_Required actions_:
(a) Check each statement against the Nvidia earnings passage below, answering yes or no and quoting the words that settle it: (i) Goldman expects Nvidia's fourth-quarter revenue to reach about $67.3 billion; (ii) Goldman raised its 12-month price target to $300 per share; (iii) China's share of Nvidia's revenue has grown since U.S. export controls.
(b) Retype the part of the Nvidia earnings passage below that starts at "Goldman's longer-term projections" and stops after "revenue by 2028.".

_Passage shown_:
Nvidia is expected to deliver another blockbuster quarter when it reports fourth-quarter earnings on Feb. 25, but analysts at Goldman Sachs say the company's share price reaction will depend less on near-term results and more on management's visibility into demand beyond 2026.

In a note to clients, Goldman Sachs said it expects Nvidia to post roughly a $2 billion revenue beat for the fourth quarter, bringing total revenue to about $67.3 billion. "We expect Nvidia to deliver a ~$2bn revenue beat in 4Q, and we stand 8% above the Street for 1Q revenue," the analysts wrote, adding that their earnings-per-share forecasts are also well above consensus.

Despite the anticipated upside, Goldman cautioned that strong quarterly numbers may already be reflected in the stock. "We believe upside to Nvidia's CY26 estimates is largely priced into the stock at current levels, and stock price outperformance will hinge on revenue visibility into CY27," the note said. The bank maintained a 12-month price target of $250 per share, implying more than 30% upside from recent levels.

Goldman's longer-term projections underscore the market's focus on Nvidia's growth trajectory after the current artificial intelligence investment cycle. The firm expects Nvidia to generate earnings of $4.49 per share on revenue of $215.1 billion in 2027, before accelerating further to $12.13 in earnings on $513 billion in revenue by 2028.

A central driver of that outlook is Nvidia's data center business. Goldman modeled $500 billion in data center revenue for 2026, a figure it described as "well above the Street." The analysts said any added clarity from management on demand extending into 2027 would likely be viewed positively by investors.

Another potential catalyst is continued spending by large AI developers. Goldman pointed to rising demand from companies building large language models, including OpenAI and Anthropic, both of which require massive GPU deployments. The bank said "initial signs of execution from OpenAI, and commentary from Nvidia on visibility into those deployments," could support the stock.

Geography may also play a role. China once accounted for more than 20% of Nvidia's revenue, but that contribution has fallen sharply following U.S. export controls. Goldman noted that recent policy shifts allowing sales of Nvidia's H200 GPUs, alongside eased constraints from Chinese officials, could lift demand if management offers constructive commentary on the earnings call.

On the product front, Nvidia is preparing to transition from its Blackwell architecture to the next-generation Rubin GPUs, with shipments expected to begin in the third quarter and ramp meaningfully in the fourth. Goldman said favorable updates on Rubin deployment could reinforce expectations for sustained growth through at least 2028.

[Images for locating objects]
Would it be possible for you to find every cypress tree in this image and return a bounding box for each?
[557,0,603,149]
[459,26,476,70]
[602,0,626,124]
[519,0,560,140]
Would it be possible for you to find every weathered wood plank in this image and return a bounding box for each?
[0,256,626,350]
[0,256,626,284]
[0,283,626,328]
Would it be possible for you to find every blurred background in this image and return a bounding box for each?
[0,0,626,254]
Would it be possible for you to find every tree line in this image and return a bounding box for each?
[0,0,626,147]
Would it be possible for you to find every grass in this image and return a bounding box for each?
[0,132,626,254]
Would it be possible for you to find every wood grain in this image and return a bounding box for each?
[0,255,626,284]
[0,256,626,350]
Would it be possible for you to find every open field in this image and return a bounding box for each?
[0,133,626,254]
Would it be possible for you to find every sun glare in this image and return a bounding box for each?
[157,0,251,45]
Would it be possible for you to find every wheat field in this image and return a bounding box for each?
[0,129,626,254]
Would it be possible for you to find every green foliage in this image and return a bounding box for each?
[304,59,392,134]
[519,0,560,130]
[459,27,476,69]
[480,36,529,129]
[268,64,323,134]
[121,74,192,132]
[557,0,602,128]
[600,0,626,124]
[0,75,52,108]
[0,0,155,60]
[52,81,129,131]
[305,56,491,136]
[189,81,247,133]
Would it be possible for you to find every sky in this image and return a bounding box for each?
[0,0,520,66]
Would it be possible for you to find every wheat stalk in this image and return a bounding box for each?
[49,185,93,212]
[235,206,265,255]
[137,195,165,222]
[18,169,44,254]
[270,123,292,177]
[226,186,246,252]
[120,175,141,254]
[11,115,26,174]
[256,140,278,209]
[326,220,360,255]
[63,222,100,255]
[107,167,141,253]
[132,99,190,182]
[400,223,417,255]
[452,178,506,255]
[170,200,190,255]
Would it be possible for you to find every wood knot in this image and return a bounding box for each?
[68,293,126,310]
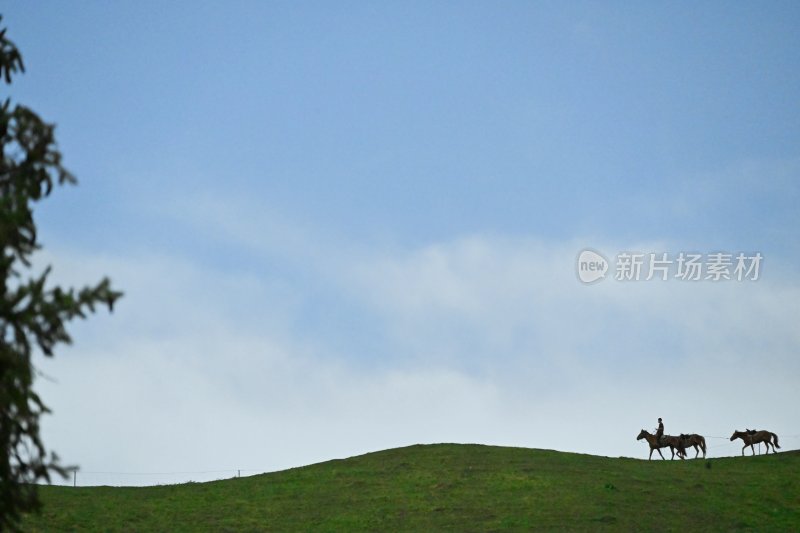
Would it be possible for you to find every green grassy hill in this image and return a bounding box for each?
[24,444,800,531]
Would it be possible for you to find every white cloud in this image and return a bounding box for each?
[31,218,800,484]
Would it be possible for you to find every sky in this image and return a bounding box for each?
[0,0,800,485]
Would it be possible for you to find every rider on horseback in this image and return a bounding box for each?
[656,418,664,443]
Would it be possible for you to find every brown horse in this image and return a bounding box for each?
[636,430,686,461]
[681,433,706,459]
[731,430,780,455]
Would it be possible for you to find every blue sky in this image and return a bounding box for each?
[3,2,800,483]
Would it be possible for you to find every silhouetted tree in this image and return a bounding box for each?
[0,17,122,531]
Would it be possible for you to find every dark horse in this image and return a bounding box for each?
[731,430,780,455]
[681,433,706,459]
[636,430,686,461]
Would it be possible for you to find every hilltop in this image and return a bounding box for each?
[25,444,800,531]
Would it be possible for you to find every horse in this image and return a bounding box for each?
[731,430,780,456]
[636,430,686,461]
[681,433,706,459]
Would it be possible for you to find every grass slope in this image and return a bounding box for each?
[24,444,800,531]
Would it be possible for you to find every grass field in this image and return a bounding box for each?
[24,444,800,531]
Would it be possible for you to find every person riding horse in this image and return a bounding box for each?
[656,418,664,443]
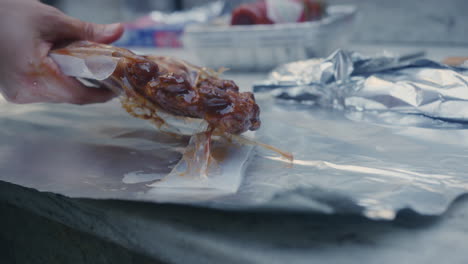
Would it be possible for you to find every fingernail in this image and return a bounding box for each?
[102,23,121,36]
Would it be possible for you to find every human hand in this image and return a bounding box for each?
[0,0,123,104]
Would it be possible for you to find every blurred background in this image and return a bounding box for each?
[44,0,468,46]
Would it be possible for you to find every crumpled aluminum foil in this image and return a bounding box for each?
[0,51,468,219]
[254,50,468,121]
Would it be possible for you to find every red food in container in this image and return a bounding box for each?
[231,1,273,25]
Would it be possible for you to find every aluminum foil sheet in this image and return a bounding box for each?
[0,92,468,219]
[254,50,468,121]
[0,51,468,219]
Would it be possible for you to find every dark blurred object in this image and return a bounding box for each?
[231,1,273,25]
[231,0,326,25]
[299,0,325,22]
[41,0,60,7]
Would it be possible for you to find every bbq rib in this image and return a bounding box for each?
[54,41,260,135]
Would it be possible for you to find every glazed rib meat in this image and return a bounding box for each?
[55,41,260,134]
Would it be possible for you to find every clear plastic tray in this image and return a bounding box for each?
[183,5,356,71]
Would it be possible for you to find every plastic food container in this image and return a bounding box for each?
[183,5,356,71]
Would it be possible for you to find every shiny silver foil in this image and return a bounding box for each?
[0,51,468,219]
[254,50,468,121]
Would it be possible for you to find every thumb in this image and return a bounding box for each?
[41,10,124,44]
[73,20,124,43]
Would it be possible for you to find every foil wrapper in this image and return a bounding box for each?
[254,50,468,121]
[0,51,468,219]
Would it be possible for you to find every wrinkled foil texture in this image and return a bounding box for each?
[254,50,468,122]
[0,51,468,219]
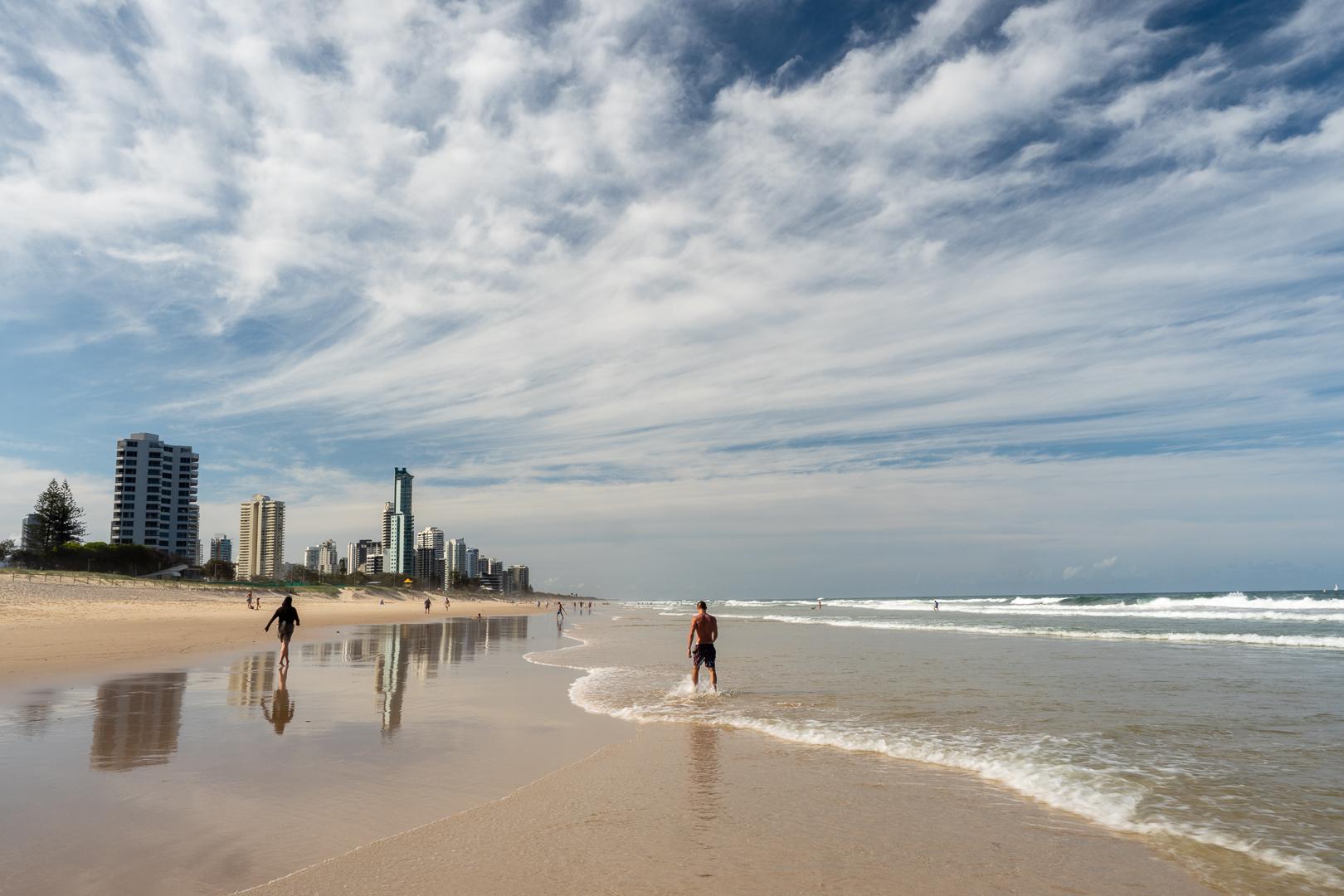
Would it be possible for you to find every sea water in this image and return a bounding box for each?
[531,592,1344,894]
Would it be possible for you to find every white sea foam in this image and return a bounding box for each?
[714,614,1344,650]
[558,666,1344,888]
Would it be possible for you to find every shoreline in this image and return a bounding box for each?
[0,577,557,689]
[238,723,1218,896]
[0,579,1216,896]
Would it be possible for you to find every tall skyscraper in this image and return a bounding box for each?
[110,432,200,560]
[210,532,234,562]
[383,466,416,575]
[236,494,285,580]
[380,501,392,556]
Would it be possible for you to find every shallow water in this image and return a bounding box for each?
[545,594,1344,894]
[0,616,626,894]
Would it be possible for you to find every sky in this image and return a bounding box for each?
[0,0,1344,599]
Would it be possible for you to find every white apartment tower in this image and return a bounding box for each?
[236,494,285,580]
[317,538,340,575]
[210,532,234,562]
[110,432,200,560]
[444,538,470,583]
[383,466,416,575]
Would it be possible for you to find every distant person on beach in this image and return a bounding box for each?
[265,597,299,666]
[685,601,719,690]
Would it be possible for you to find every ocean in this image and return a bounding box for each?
[528,591,1344,894]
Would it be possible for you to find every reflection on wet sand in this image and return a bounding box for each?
[687,725,723,832]
[261,666,295,735]
[227,650,275,707]
[228,616,528,735]
[89,672,187,771]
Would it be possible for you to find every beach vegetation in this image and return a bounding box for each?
[23,480,87,553]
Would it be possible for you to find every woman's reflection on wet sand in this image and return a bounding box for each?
[261,666,295,735]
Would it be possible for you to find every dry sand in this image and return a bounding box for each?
[245,724,1214,896]
[0,572,548,686]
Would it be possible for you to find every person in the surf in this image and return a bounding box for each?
[685,601,719,690]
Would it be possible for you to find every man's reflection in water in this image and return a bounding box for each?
[687,725,723,849]
[261,666,295,735]
[89,672,187,771]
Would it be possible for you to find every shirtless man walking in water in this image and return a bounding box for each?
[685,601,719,690]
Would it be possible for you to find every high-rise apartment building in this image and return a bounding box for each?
[444,538,469,584]
[416,525,444,586]
[210,532,234,562]
[109,432,200,560]
[345,538,383,572]
[317,538,340,575]
[383,466,416,575]
[236,494,285,580]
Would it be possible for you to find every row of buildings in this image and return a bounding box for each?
[304,467,533,592]
[100,432,531,592]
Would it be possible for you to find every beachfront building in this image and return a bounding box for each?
[236,494,285,580]
[19,514,41,551]
[416,525,444,586]
[317,538,340,575]
[383,466,416,575]
[444,538,469,587]
[345,538,383,572]
[210,532,234,562]
[109,432,200,560]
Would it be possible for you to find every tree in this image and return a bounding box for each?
[27,480,86,553]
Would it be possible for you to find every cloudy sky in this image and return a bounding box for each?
[0,0,1344,598]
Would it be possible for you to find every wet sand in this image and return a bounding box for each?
[246,724,1215,896]
[0,616,631,896]
[0,573,546,686]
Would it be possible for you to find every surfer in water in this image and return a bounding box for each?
[685,601,719,690]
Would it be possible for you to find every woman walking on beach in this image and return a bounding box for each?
[265,597,299,666]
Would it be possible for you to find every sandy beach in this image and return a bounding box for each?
[0,577,1215,896]
[0,571,553,686]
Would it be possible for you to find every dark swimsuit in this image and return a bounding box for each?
[266,606,299,640]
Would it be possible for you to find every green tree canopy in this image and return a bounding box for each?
[28,480,86,553]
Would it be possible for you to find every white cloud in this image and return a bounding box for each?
[0,0,1344,599]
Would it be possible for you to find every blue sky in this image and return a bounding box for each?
[0,0,1344,598]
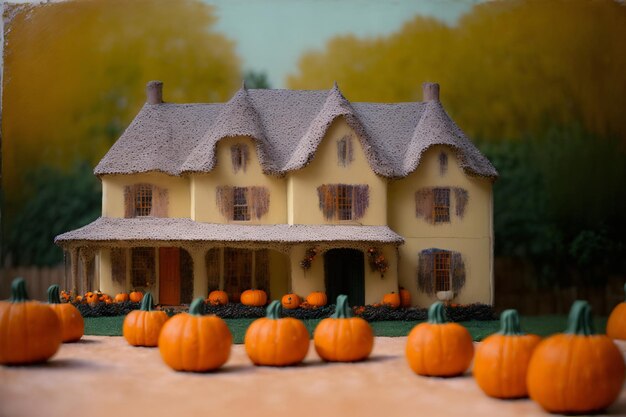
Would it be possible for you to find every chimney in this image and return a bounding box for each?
[422,83,439,101]
[146,81,163,104]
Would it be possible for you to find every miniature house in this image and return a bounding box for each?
[55,81,498,306]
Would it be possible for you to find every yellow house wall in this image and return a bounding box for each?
[287,117,387,225]
[190,136,287,224]
[101,172,191,218]
[388,146,493,306]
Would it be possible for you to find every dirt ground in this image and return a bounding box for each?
[0,336,626,417]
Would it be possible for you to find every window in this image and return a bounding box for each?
[317,184,369,220]
[433,252,450,291]
[230,143,248,173]
[131,248,156,288]
[233,187,250,221]
[433,188,450,223]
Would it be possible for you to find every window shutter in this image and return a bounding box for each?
[415,188,435,223]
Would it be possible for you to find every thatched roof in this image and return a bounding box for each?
[95,85,498,178]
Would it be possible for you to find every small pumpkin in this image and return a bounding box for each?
[159,297,233,372]
[606,284,626,340]
[383,292,400,308]
[128,290,143,303]
[241,290,267,307]
[114,292,130,303]
[400,287,411,308]
[306,291,328,307]
[313,295,374,362]
[48,284,85,343]
[472,310,541,398]
[244,300,309,366]
[405,301,474,376]
[281,294,302,310]
[526,300,625,414]
[0,278,62,365]
[122,292,169,346]
[207,290,228,306]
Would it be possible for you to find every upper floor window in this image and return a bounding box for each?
[124,184,168,218]
[337,135,354,167]
[216,185,270,221]
[317,184,369,220]
[230,143,249,173]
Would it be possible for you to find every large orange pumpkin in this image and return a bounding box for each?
[383,292,400,308]
[281,294,302,310]
[527,300,624,414]
[0,278,62,365]
[244,300,309,366]
[606,284,626,340]
[306,291,328,307]
[406,301,474,376]
[207,290,228,306]
[240,290,267,307]
[122,292,169,346]
[313,295,374,362]
[48,284,85,342]
[159,297,233,372]
[473,310,541,398]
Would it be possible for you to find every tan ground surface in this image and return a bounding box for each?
[0,336,626,417]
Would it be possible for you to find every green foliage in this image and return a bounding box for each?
[2,163,102,265]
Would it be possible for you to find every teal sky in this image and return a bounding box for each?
[204,0,480,88]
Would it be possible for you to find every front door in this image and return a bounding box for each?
[159,248,180,305]
[324,249,365,306]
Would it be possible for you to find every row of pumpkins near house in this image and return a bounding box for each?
[0,279,626,413]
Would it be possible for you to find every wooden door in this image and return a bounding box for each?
[159,248,180,305]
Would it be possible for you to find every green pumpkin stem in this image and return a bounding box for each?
[189,297,204,316]
[498,309,524,336]
[331,294,352,319]
[565,300,595,336]
[10,278,28,303]
[48,284,61,304]
[265,300,283,320]
[428,301,448,324]
[140,292,154,311]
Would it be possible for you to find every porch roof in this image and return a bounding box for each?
[54,217,404,246]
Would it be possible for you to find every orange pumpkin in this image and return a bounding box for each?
[606,284,626,340]
[406,301,474,376]
[159,297,233,372]
[526,300,625,414]
[114,292,130,303]
[383,292,400,308]
[313,295,374,362]
[48,285,85,342]
[122,292,169,346]
[0,278,62,365]
[281,294,302,310]
[128,290,143,303]
[473,310,541,398]
[400,287,411,308]
[306,291,328,307]
[244,300,309,366]
[241,290,267,307]
[207,290,228,306]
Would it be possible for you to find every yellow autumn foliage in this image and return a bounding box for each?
[287,0,626,139]
[2,0,241,200]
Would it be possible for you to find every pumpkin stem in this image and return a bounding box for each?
[10,278,28,303]
[498,309,524,336]
[565,300,595,336]
[48,284,61,304]
[428,301,448,324]
[265,300,283,320]
[189,297,204,316]
[331,294,352,319]
[140,292,155,311]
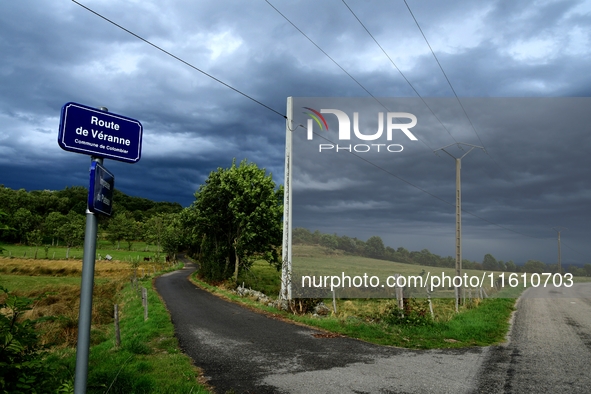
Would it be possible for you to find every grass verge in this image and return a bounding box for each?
[191,274,515,349]
[0,259,209,394]
[69,279,209,394]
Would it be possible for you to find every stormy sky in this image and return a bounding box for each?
[0,0,591,264]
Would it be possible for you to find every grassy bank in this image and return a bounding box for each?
[191,275,515,349]
[0,254,208,393]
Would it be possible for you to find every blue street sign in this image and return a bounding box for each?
[58,103,143,163]
[88,161,115,216]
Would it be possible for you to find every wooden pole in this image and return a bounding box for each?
[115,304,121,347]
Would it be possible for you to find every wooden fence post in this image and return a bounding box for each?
[115,304,121,347]
[332,289,337,315]
[142,287,148,321]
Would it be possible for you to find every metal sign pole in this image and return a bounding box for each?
[58,102,143,394]
[74,157,103,394]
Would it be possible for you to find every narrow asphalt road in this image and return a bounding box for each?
[156,263,591,394]
[478,283,591,394]
[156,264,487,394]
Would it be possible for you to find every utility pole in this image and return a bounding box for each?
[433,142,484,312]
[552,226,568,275]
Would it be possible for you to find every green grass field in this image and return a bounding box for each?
[205,245,591,349]
[0,245,209,394]
[0,241,165,261]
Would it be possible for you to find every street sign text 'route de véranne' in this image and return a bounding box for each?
[58,103,143,163]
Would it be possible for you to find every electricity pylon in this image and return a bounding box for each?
[433,142,486,312]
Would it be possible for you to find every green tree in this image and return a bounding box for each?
[161,214,183,261]
[12,208,39,243]
[27,230,43,259]
[188,160,283,280]
[107,211,140,250]
[43,212,67,246]
[58,211,86,259]
[0,209,10,254]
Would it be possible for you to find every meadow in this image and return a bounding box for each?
[0,243,209,393]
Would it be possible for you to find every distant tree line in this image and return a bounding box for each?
[0,185,183,253]
[292,228,591,276]
[0,160,283,282]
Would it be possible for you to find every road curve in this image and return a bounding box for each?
[155,263,488,394]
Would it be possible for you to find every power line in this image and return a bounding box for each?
[403,0,492,149]
[72,0,556,246]
[342,0,458,143]
[72,0,287,119]
[300,124,546,239]
[265,0,434,151]
[403,0,528,190]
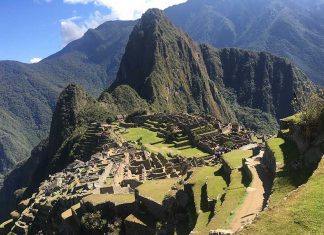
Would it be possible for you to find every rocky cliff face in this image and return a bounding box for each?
[101,9,313,130]
[109,9,234,121]
[201,45,314,120]
[0,21,135,182]
[0,84,108,220]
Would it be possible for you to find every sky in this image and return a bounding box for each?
[0,0,187,63]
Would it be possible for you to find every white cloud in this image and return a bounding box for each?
[64,0,187,20]
[60,11,112,46]
[29,58,42,64]
[61,0,187,46]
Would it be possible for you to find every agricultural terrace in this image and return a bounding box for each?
[137,178,178,204]
[120,127,208,157]
[223,150,253,168]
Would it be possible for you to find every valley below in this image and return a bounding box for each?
[0,0,324,235]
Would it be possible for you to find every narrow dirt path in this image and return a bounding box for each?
[231,152,265,232]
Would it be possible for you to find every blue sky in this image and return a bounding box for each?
[0,0,186,63]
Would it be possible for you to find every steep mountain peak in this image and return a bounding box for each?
[49,84,94,157]
[109,9,237,121]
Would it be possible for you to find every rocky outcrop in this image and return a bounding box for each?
[108,9,234,121]
[100,9,314,132]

_Results for the exercise_:
(a)
(i) Yes: "bringing total revenue to about $67.3 billion."
(ii) No: "The bank maintained a 12-month price target of $250 per share."
(iii) No: "that contribution has fallen sharply following U.S. export controls."

(b)
Goldman's longer-term projections underscore the market's focus on Nvidia's growth trajectory after the current artificial intelligence investment cycle. The firm expects Nvidia to generate earnings of $4.49 per share on revenue of $215.1 billion in 2027, before accelerating further to $12.13 in earnings on $513 billion in revenue by 2028.